**Task directions**
The records below must be written out exactly, with every picture left behind.

Records from a data source
———

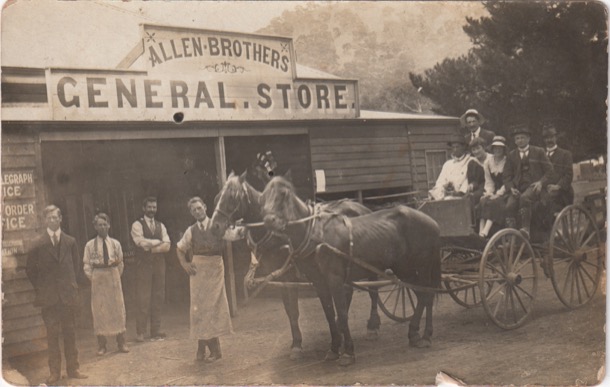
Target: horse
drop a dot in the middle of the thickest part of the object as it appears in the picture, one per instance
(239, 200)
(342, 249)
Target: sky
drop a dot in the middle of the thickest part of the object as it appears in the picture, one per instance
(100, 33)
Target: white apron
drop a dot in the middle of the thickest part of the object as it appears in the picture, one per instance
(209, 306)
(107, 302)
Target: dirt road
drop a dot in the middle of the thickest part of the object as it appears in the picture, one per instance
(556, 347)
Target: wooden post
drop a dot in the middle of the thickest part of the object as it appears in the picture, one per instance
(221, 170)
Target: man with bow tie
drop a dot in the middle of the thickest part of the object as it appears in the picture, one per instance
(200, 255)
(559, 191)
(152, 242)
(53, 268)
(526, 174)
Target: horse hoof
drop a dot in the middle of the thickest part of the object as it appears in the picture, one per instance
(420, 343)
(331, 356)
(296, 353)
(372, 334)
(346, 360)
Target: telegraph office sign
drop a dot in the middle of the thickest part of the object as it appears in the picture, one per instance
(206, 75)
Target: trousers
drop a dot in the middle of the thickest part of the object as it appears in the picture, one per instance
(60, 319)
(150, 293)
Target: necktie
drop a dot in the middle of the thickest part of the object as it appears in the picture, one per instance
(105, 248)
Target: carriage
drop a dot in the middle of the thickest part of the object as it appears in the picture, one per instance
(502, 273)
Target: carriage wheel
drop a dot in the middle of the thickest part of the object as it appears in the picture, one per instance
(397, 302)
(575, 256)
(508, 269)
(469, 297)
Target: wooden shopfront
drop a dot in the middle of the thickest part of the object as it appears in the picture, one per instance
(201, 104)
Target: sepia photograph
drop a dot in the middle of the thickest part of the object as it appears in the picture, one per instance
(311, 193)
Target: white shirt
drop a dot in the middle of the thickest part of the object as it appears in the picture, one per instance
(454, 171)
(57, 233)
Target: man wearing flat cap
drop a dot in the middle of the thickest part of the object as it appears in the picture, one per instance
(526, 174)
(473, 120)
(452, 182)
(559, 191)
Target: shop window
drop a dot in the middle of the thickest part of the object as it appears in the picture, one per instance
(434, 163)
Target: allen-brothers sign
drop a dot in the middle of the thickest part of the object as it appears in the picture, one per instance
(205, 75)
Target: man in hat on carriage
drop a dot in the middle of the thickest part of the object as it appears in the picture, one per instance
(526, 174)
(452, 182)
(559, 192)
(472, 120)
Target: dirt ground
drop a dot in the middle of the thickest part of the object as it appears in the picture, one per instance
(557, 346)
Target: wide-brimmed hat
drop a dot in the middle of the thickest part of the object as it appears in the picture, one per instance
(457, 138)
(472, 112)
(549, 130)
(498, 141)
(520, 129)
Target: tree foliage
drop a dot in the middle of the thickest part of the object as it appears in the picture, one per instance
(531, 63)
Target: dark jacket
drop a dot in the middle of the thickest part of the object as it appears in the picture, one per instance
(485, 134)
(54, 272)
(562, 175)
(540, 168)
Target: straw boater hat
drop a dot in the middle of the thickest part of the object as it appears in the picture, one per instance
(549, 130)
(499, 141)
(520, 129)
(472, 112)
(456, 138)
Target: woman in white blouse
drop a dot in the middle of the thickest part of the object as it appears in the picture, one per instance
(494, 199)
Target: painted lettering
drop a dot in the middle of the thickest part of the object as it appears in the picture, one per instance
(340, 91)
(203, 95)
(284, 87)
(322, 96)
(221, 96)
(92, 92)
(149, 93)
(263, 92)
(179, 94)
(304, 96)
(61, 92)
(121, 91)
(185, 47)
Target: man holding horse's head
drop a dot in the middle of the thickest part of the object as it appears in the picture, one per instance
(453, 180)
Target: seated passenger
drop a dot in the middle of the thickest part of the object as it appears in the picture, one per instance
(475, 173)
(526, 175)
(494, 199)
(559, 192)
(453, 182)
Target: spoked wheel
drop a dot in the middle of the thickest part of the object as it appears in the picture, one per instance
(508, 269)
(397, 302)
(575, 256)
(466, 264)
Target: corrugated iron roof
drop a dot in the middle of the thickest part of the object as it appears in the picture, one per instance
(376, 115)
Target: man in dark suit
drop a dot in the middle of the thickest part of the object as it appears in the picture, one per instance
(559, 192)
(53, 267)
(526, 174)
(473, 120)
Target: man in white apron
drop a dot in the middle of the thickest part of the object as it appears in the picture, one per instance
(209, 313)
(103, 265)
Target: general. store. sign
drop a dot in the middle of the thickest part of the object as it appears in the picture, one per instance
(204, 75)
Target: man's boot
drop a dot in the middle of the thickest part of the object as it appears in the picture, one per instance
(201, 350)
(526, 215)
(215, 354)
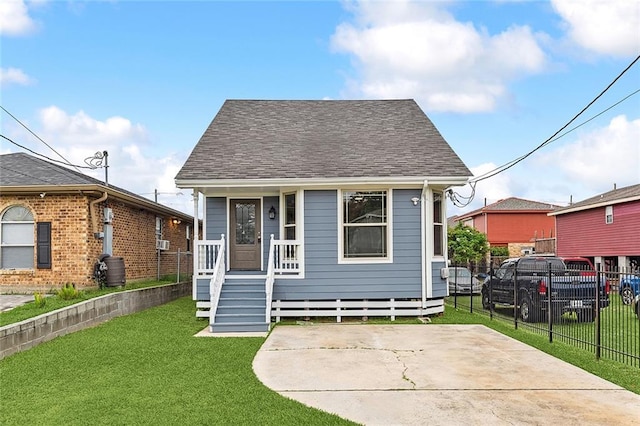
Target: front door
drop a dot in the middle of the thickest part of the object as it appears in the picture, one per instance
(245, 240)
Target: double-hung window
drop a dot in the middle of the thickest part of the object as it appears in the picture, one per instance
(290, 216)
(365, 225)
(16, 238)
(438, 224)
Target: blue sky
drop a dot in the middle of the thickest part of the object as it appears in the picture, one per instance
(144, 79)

———

**Solution to this exercise**
Target: horse
drop a dot in the middle of the thickest part of the object as it appears in the picture, one per instance
(239, 200)
(342, 249)
Target: sky
drop a dot in the middle of the thickest part of the object as it appears in the picture, one per instance
(100, 33)
Target: white apron
drop a dot in the middle of the thickest part of the object as it appears in the picture, one per instance
(209, 306)
(107, 302)
Target: dirt road
drop a dot in the middle of the thickest part of the object as it appears in the picture, one per instance
(556, 347)
Target: wooden post
drop a dot in the middle of the thickest part of the object as it appears in the picture, one per instance
(221, 170)
Target: man with bow tie
drop a dot in the middle of the thickest part of the object as it appears in the picture, one per instance
(200, 255)
(559, 191)
(152, 242)
(53, 268)
(526, 174)
Target: horse hoof
drop a dot in the middle of the thickest part of the object as it appears in the picture, one per instance
(420, 343)
(331, 356)
(296, 353)
(372, 334)
(346, 360)
Target: telegraph office sign
drop a dot in the middle of the thickest part of the object as it appears in the picture, one per instance
(206, 75)
Target: trousers
drop a dot in the middle of the thickest part of the object as it appears in the picture, one per instance
(60, 319)
(150, 293)
Target: necktie
drop a dot in the middle of the thickest part of the object as it appears in the picture, one per instance
(105, 248)
Target: carriage
drop a dot in the middle of the thickest part of the object as it appears in the picture, one per instance
(502, 273)
Target: carriage wheel
drop a dot in the middle of the thickest part of the object as it appears in the picture, one per instance
(397, 302)
(575, 256)
(508, 269)
(469, 297)
Target: wooden shopfront
drop a dot in the middle of the thickest part of the object as it appears in the picture, one per instance
(201, 104)
Target: sepia photograph
drop a dot in the middle of the thickest part of the object as it appears in the picture, one per instance
(311, 193)
Target: white shirt
drop a dot in the middle of the thickest part of the object as it appears in the picture, one per instance
(454, 171)
(57, 233)
Target: man wearing flat cap
drop a dot in the middle of the thickest part of the object as it appears in the picture, one per instance
(526, 174)
(473, 120)
(452, 182)
(559, 191)
Target: shop window
drop a dot in the middle of the thickest part of the object as it appears in the picture, one per instance
(434, 163)
Target: allen-brothers sign
drop a dot in the middle of the thickest part of the object as it appears in the picture, one per instance
(205, 75)
Target: man in hat on carriage
drop a dot in the middle of the thickest part of the object as it appears in the picture, one per instance
(526, 174)
(452, 182)
(559, 192)
(472, 120)
Target: dirt ground
drop a dot in the middle of the thickest part of the object as it appears in the picture, one per instance
(557, 346)
Target: wide-brimmed hat
drop a dot in the middle of the thickest part of the object as it appears in the picture, one per instance
(457, 138)
(472, 112)
(549, 130)
(498, 141)
(520, 129)
Target: tree foliage
drop a dot in the middle of the thickest part of the object as it appears in the picture, one per instance
(531, 63)
Target: dark jacket
drop a dot in the middle of the thickest part of the object as it appears in the picture, one per instance
(485, 134)
(54, 272)
(562, 175)
(540, 168)
Target: straw boater hat
drop a dot in the middle of the thickest part of the object as it appears in the picture, one per instance
(549, 130)
(499, 141)
(520, 129)
(472, 112)
(456, 138)
Target: woman in white blouse
drop a dot in the middle of the thickest part of the object as it appears in the picture, one per instance
(494, 199)
Target: painted lettering
drop a dot in the middle of the thickest part of the object as it appears in the picture, one per instance
(340, 91)
(203, 95)
(284, 87)
(322, 96)
(221, 96)
(92, 92)
(149, 93)
(263, 92)
(179, 94)
(304, 96)
(61, 92)
(121, 91)
(185, 47)
Target: man holding horse's head
drop a dot in the middle of the thickest part of the object as it appears in the picture, one per instance
(453, 180)
Target: seated passenger
drop a dot in the middle of the thickest part of the object as it appears in the picture, one per instance
(475, 173)
(526, 175)
(494, 199)
(559, 192)
(453, 182)
Target: spoked wheel
drop a dot in the middle of the thickest part of the object as it appears in the picture, one per instance
(508, 269)
(397, 302)
(575, 256)
(466, 264)
Target: corrugated iron roof
drop a dot in the middle of the thickest part of the object as it appears in the picture, one per instance
(376, 115)
Target: man in dark suit
drop a dot in the middle of the thickest part of the object as it appears in the picture, one per instance
(559, 192)
(53, 267)
(526, 174)
(473, 120)
Target: man in white apron
drop a dot in the middle of the thickest part of the object as it appears in the picture, one per instance
(209, 313)
(103, 265)
Target: general. store. sign
drop a dot in the middle of the thickest part of the object as it appears in the picture, one per instance
(204, 75)
Target: man's boot
drop a dot in the middle of the thickest part of the object as it appears in the picture, one per instance
(201, 350)
(526, 215)
(215, 354)
Target: front door
drop a dot in the middle of the thickest part of the object as it appears in the picture, one per instance
(245, 240)
Target: double-hung window
drop a dot in the middle of the thickest part of the object as it appears in the picture, one per instance
(290, 216)
(365, 225)
(16, 238)
(438, 224)
Target: blue sky
drop a dot in the middle of the thickest part of the object as it appears in the picture, one per instance
(144, 79)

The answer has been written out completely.